### TEXTO FUENTE
::::::::::

Solos o en boca del coro de chismosas, a los protagonistas de la novela les dio por caminar a mi alrededor. Modernizados, veía por doquier a las criaturas de “el idiota de la familia”, como apodaron al pequeño Flaubert. Mi enojo fue desapareciendo al valorar el logro literario de Emma y sus ficciones, del cura acomodaticio, del esposo sin atributos, del boticario calculador, del amante indiferente, del prestamista abusivo, de la hija abandonada, de la criada típica.
La provinciana burguesita francesa que a mediados del siglo XIX se casó con un viudo y soñó una existencia de glamour e intensidad, gastó sus días creyendo que podría ser, ella misma, una de las heroínas del romanticismo. Lejos de conseguirlo, acabó entre sus mayores víctimas. A diferencia de Alonso Quijano, asiduo lector de novelas de caballería, que se convertiría en el inmemorial Quijote, Emma no trasmutó en nada ni fue capaz de darle un sentido al espantoso aburrimiento que la perturbaba. Contrapunto del caballero reinventado Quijote, ella fue tan infecunda que solo al consumir el veneno halló salida a la nada que la habitaba. A diferencia de la del caballero andante, su ilusión carecía de sentido o peor aún: al través de otros perseguía una razón de ser. En eso consiste la genialidad de Flaubert: en exhibir al detalle a las emmas multiplicadas. Tal era su fervor por la existencia idílica que la realidad se le fue metiendo a sus días como río vertiginoso. Al darse cuenta de que el agua ya le llegaba al cuello, la infortunada se dio cuenta de que no solo no sabía nadar, sino que tampoco tenía habilidad para pedir auxilio.

::::::::::

### MATERIAL PROPORCIONADO
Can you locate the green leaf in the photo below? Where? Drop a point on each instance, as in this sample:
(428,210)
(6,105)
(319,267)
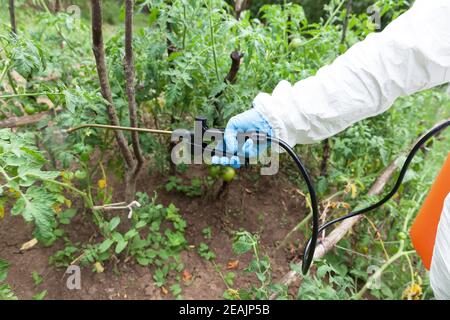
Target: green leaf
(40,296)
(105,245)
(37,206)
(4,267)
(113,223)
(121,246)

::::::::::

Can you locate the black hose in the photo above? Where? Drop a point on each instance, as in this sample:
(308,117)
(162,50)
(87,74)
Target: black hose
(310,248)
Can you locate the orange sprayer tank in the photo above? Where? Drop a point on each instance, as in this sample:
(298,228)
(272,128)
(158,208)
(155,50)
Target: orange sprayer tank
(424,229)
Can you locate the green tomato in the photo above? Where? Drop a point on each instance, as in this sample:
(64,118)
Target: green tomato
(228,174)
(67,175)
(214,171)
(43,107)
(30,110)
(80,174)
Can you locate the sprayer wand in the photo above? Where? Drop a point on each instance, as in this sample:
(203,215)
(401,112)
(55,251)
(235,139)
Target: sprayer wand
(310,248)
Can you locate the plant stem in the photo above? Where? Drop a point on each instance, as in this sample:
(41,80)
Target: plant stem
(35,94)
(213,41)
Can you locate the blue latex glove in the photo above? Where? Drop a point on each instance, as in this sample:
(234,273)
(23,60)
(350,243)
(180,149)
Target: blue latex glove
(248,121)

::::::::::

### PROBLEMA 1
Transcribe del texto sobre la novela de Flaubert el tramo que empieza en "Solos o en boca" y termina en "la criada típica.".
### PROBLEMA 2
Resume en menos palabras el párrafo del texto sobre la novela de Flaubert que comienza con "La provinciana burguesita francesa", sin perder sus datos principales.
### PROBLEMA 3
Prolonga el texto sobre la novela de Flaubert a partir de su última oración.
Los ítems son material aparte y no tienen relación con el texto.

### RESULTADO 1
Solos o en boca del coro de chismosas, a los protagonistas de la novela les dio por caminar a mi alrededor. Modernizados, veía por doquier a las criaturas de “el idiota de la familia”, como apodaron al pequeño Flaubert. Mi enojo fue desapareciendo al valorar el logro literario de Emma y sus ficciones, del cura acomodaticio, del esposo sin atributos, del boticario calculador, del amante indiferente, del prestamista abusivo, de la hija abandonada, de la criada típica.

### RESULTADO 2
Emma, una joven burguesa de provincia francesa, se casó a mediados del siglo XIX con un viudo. Soñó con una vida de glamour e intensidad y creyó que podía ser una heroína romántica, pero terminó siendo una de sus mayores víctimas. A diferencia de Alonso Quijano, que se convirtió en el Quijote, ella no se transformó en nada ni dio sentido a su terrible aburrimiento, y solo con el veneno escapó del vacío que llevaba dentro. Su ilusión no tenía sentido y buscaba en otros una razón de ser. En mostrar en detalle a las muchas emmas está la genialidad de Flaubert. La realidad la fue invadiendo como un río, y cuando el agua le llegó al cuello, comprendió que no sabía nadar ni pedir ayuda.

### RESULTADO 3
Los culebrones lacrimosos que en el siglo XIX perturbaron a Emma cambiaron de atavíos y algunas fantasías, pero la incapacidad de enfrentar y asumir la realidad es la misma. Encumbrados y lucrativos hasta el ridículo, los excesos logrados con maestría por Flaubert cambian de escenario y protagonistas, pero se fortalecen cada vez que alguien, con voz temblorosa, se lamenta porque “no ha vivido su vida”, que ha desperdiciado sus mejores años al lado de un fulanito o fulanita de tal que se achicó en vez de crecer. Emma está viva en la fantasía de que “el otro” debe sacarnos del aburrimiento, rellenar con un modelo del vida idílico el propio vacío y elevarnos a la altura de lo imaginario. “El otro” nos debe dotar de sentido. “El otro” debe apegarse al relato apasionado de la verdad ficticia.
En suma, el espejo de Flaubert, quien en una de sus cartas llegó a confesar: “Mme. Bovary soy yo”, me ha llevado a entender hasta dónde la gran literatura se va transformando en una suerte de guía existencial que más y mejor aclara lo obtuso de las vidas, aunque no nos agrade reconocerlo… O precisamente por eso.